• SOURCE TEXT:
There are a number of ‘schools’ or ‘methods’ out there, Bel canto, Italian-Swedish, Richard Miller, Lamperti, Estill, Complete Vocal Technique. I consider myself to be a fairly loyal student of the Bel canto/Lamperti schools of thought. I do not, however, believe certain methods are necessarily superior to others. These are simply the methods that work for me personally.
Here’s the catch though; No matter who I learned from, I came prepared. As a student, it is very easy to be lead down the garden path towards some kind of dogmatic methodology. It is better to realise that all schools of thought ‘generally’ come from the same fundamental background. They just use different imagery.
That is why I am challenging my readers to become educated around the voice BEFORE committing to a teacher who is known for teaching a ‘method’. By doing this, you will be able to recognize what one teacher means when they use certain terminology.
So without further ado, here are the first three entries:
Singer’s bible 1:
The Functional Unity of the Singing Voice – Barbera Doscher
This is probably what I would call ‘the’ singer’s bible. I have listed it first for that very reason. It is a very technical read; starting with a lot of detail around the anatomy of the larynx and muscles of the respiratory system before moving into details around the breathing mechanism, tongue/vowel relationships, resonantion chambers (sympathetic vibration) and voice characteristics.

• ENTRIES SUPPLIED:
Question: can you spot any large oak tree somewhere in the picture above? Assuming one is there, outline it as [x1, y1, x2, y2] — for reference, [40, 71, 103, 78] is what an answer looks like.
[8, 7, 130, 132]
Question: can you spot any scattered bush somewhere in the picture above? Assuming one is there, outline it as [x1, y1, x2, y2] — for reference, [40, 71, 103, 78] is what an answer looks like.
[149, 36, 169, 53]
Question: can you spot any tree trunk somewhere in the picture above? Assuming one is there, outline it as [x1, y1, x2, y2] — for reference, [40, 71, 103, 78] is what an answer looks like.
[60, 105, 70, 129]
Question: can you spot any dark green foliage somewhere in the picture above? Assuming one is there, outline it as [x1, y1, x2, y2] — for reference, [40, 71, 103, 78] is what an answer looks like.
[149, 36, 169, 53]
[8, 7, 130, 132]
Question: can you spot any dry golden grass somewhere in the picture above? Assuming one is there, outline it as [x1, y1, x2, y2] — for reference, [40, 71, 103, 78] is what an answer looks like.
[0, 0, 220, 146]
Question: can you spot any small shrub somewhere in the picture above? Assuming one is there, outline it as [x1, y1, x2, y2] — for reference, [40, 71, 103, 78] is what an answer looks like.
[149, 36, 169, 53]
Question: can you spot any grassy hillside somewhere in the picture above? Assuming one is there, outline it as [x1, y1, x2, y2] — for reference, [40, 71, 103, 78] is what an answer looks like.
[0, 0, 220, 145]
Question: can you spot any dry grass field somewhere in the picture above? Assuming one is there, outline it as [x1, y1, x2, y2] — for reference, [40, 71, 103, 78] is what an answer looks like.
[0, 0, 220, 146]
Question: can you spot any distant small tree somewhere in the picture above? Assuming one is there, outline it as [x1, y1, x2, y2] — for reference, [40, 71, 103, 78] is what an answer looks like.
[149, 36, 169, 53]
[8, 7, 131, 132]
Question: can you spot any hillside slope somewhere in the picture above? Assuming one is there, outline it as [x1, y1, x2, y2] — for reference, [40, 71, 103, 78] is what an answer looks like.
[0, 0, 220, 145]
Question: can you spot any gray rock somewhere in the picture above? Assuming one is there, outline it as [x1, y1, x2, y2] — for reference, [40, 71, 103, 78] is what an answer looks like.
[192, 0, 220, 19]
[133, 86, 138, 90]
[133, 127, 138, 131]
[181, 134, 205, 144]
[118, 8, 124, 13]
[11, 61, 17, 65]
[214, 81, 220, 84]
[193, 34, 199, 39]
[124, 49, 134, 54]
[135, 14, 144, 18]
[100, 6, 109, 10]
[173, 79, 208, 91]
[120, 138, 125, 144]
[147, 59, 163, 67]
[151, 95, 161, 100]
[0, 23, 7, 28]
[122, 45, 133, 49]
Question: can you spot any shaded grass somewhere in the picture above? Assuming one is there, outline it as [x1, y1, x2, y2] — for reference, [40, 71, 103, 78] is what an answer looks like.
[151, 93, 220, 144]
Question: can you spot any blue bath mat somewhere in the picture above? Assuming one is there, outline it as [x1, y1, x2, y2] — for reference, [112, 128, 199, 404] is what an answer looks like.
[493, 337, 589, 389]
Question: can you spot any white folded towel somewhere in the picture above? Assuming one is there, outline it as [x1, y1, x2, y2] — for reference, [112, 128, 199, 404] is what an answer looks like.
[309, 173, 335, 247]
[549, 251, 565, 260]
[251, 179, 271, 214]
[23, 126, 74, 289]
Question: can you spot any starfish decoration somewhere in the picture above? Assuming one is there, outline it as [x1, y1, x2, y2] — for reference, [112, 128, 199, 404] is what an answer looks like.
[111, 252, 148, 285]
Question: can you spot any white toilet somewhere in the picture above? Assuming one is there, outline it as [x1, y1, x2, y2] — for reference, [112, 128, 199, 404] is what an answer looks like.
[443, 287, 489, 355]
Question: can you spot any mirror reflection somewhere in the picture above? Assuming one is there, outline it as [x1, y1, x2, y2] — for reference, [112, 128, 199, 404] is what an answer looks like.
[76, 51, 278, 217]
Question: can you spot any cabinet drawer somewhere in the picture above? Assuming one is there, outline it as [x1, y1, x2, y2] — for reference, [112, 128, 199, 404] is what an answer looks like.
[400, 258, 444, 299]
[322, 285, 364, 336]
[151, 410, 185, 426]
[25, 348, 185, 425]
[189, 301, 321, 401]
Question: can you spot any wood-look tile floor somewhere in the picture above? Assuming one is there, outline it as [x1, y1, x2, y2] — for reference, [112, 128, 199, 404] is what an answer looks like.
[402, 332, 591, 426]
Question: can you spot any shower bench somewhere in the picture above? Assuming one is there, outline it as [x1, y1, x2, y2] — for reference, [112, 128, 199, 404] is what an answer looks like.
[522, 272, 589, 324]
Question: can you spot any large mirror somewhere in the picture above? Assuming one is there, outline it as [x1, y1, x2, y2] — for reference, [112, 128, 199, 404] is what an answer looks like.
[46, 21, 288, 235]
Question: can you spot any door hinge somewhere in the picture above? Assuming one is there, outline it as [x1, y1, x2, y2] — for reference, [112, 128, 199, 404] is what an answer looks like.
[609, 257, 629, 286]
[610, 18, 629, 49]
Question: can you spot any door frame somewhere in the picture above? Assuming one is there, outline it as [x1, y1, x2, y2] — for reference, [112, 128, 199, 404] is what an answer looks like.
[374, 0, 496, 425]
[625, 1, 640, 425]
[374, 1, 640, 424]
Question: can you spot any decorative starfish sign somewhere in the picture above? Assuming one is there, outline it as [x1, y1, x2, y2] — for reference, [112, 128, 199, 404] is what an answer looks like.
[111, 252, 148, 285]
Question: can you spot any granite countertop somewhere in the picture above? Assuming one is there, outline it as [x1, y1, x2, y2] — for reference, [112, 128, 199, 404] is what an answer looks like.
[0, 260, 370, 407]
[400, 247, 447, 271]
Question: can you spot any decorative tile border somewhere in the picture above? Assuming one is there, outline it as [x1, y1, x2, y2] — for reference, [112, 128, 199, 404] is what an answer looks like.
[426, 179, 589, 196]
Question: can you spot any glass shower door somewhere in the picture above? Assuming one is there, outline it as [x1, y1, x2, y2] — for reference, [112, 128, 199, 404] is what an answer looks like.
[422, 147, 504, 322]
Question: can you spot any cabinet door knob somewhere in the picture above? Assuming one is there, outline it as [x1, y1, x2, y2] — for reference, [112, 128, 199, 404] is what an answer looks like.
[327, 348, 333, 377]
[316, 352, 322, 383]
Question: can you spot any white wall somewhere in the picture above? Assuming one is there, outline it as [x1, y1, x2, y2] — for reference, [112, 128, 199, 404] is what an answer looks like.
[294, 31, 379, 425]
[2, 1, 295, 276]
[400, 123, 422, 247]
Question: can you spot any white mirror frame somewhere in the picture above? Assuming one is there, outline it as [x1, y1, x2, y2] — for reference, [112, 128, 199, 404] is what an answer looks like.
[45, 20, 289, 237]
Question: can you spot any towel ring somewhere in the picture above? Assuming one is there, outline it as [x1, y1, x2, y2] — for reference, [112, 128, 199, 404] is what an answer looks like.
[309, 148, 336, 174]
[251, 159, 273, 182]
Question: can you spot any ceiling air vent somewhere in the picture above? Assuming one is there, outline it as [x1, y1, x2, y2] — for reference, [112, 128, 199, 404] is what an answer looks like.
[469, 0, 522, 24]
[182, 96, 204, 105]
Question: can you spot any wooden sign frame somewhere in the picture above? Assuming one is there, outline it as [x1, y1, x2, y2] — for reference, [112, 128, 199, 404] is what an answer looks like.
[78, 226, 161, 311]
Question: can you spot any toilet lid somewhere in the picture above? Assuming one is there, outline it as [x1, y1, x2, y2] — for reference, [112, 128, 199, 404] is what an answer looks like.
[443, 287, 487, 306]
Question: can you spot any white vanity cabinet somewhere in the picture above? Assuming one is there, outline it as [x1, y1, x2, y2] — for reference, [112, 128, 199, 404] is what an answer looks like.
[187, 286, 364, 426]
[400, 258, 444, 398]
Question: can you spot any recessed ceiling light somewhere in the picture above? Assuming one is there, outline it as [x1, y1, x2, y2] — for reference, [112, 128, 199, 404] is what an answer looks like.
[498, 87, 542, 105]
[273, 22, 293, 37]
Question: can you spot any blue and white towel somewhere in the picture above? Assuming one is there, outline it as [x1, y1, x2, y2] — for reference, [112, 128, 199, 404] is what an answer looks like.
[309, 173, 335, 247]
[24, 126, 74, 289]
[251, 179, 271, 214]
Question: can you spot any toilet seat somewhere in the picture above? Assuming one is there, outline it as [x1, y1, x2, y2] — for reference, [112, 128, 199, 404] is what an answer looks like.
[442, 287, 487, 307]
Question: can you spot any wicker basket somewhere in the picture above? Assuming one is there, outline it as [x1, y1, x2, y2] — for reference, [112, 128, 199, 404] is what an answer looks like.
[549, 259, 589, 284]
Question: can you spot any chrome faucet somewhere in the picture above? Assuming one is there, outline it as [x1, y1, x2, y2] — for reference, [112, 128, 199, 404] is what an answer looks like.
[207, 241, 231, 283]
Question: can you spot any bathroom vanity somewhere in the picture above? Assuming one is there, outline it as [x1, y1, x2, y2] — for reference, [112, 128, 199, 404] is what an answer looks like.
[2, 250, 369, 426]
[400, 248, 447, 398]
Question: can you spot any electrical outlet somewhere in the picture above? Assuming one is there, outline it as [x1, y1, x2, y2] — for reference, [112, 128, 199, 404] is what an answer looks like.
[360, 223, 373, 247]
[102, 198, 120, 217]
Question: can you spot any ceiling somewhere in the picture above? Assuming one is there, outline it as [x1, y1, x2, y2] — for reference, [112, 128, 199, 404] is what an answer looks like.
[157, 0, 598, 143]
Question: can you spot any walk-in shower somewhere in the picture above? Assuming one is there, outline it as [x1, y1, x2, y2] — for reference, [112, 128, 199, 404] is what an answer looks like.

• SET TASKS:
• 1. In the text about singing methods, which book does the writer call "the" singer's bible?
• 2. Keep writing the text about singing methods, picking up right after its last sentence.

• EXPECTED RESULTS:
• 1. The Functional Unity of the Singing Voice by Barbera Doscher.

• 2.
Internationally renowned bass-baritone Ashraf Sewailam once told a colleague of mine that this book was his ‘bible’ and that he carried around a hard copy wherever he went. Technology allows us to get these books on our iphones/ipads now, so now it’s a lot easier to do just that! For me personally, it allowed me to come into lessons without having to ask my teacher to explain themselves when they gave advice. As a teacher, it meant that I could explain what I was doing technically when a student asked why they voice sounded a certain way after doing something.
If there is one book that all singers and teachers (for all genres) should read at some point, I believe it is this one. It makes singing far less mysterious and it will allow students to waste less time and money learning the terms from their teachers.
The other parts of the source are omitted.